RECORD EXTRACTS section start

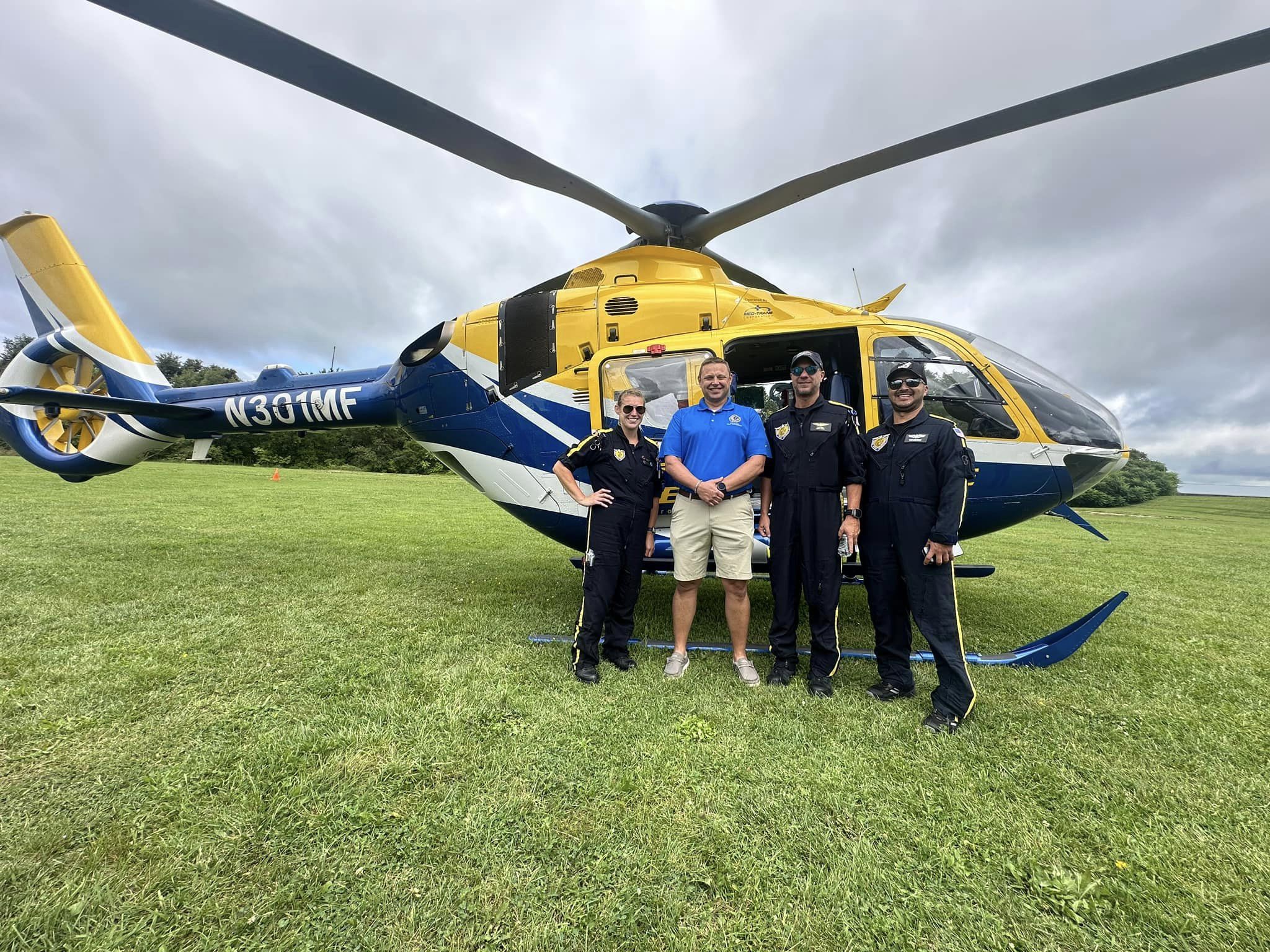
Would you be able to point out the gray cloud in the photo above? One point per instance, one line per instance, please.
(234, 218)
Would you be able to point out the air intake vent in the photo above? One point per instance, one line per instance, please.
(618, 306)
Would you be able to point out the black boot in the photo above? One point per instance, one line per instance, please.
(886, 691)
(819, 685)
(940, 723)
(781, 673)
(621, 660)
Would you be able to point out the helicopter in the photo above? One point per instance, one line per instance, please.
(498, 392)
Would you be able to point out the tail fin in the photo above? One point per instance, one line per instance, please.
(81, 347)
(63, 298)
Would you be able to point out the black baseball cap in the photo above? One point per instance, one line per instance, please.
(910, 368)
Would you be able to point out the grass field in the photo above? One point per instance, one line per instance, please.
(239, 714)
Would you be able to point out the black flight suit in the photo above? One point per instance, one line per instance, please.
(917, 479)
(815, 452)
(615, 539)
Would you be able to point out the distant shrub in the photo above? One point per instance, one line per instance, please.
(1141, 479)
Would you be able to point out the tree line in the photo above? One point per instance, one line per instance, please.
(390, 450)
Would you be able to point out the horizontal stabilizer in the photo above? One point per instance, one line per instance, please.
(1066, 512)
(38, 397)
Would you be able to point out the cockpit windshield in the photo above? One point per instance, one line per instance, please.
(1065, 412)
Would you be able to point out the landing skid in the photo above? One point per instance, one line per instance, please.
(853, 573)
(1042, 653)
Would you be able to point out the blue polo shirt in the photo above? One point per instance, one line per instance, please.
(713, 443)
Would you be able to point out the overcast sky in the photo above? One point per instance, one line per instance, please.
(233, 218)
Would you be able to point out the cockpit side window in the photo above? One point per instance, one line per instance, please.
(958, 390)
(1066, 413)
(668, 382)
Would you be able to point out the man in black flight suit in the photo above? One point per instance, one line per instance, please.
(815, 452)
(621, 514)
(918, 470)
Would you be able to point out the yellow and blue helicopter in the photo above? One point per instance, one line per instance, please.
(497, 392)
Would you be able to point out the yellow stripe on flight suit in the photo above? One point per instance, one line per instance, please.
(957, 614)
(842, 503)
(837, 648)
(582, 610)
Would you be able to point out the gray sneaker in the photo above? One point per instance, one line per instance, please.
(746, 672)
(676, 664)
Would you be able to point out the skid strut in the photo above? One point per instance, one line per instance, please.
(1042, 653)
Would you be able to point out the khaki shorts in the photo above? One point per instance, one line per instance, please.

RECORD EXTRACTS section end
RECORD EXTRACTS section start

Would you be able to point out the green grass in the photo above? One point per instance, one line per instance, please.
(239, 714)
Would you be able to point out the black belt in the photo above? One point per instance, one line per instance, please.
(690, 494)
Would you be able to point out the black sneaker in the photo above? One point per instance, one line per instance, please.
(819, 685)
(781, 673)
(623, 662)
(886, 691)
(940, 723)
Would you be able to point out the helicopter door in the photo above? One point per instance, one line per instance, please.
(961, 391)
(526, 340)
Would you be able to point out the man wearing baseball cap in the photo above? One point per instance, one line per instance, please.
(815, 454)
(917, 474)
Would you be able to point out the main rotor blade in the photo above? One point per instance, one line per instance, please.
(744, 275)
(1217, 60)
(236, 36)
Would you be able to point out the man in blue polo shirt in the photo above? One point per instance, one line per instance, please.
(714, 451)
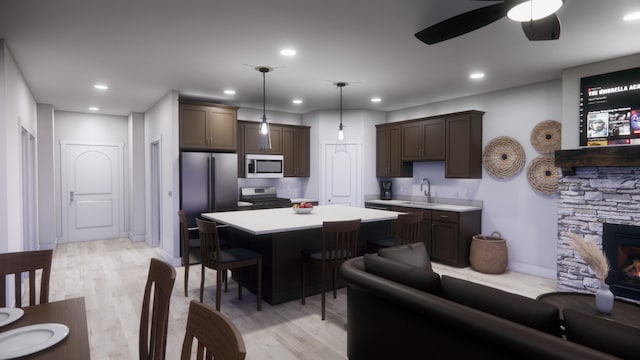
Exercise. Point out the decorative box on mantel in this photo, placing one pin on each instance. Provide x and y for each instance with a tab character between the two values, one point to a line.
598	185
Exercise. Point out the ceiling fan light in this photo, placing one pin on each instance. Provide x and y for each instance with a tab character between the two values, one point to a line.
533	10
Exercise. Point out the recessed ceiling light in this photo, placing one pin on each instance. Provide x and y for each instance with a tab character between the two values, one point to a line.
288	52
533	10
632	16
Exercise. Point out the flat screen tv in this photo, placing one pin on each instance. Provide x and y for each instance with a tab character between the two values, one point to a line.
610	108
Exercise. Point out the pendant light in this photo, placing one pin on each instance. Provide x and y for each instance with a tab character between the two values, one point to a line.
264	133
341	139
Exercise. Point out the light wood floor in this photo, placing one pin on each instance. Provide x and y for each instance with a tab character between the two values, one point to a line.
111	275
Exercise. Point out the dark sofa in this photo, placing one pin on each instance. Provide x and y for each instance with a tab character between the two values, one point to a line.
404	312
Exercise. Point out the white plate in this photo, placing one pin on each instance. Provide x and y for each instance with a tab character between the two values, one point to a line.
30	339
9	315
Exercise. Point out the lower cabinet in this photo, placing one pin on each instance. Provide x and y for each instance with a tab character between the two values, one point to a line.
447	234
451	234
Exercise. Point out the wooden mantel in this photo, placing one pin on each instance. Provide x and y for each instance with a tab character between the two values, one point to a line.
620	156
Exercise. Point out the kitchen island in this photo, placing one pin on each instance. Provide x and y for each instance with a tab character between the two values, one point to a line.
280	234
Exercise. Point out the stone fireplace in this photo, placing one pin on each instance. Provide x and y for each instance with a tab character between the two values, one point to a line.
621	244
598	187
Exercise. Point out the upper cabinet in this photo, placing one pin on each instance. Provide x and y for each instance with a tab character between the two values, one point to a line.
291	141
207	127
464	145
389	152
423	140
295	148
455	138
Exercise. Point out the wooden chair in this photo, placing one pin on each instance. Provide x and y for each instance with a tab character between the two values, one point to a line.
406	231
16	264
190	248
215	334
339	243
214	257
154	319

RECORD EXTRACTS section end
RECORD EXTRACTS section start

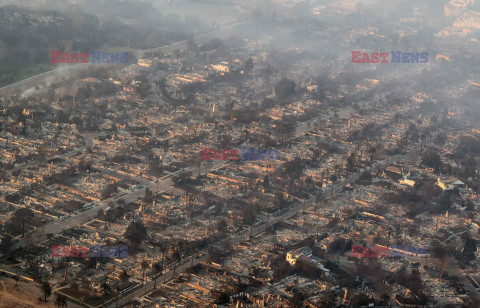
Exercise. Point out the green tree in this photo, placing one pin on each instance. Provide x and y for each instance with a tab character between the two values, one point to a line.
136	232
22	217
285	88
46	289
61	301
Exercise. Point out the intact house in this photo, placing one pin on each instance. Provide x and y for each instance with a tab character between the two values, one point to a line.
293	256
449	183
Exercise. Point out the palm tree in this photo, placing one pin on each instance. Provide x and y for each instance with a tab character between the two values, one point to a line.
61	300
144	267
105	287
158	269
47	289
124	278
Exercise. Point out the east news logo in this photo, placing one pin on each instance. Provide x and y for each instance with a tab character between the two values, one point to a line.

RECORD EXTRACTS section end

YOUR GOAL :: Find the line with "Exercise. Point out the intact" in the entries above. Retype it and each line after it, exactly, through the line with "Exercise. Point out the east", and stop there.

TASK RESULT ::
Exercise. Point out the intact house in this photo, placing one pin on each instance. Provide x and y for each instance with a tab character between the two values, one point to a line.
293	256
449	183
Exercise. Point out the palm tree in this photo, placing one pin on each instance. Provide x and y for each instance with a tab character between the two values, one point to a line.
61	300
144	267
105	287
158	269
47	289
124	278
Exercise. Point out the east news logo in this photo, placing one pin on each instance. Provide x and y for each instance with a tab character between the two values, one point to a line.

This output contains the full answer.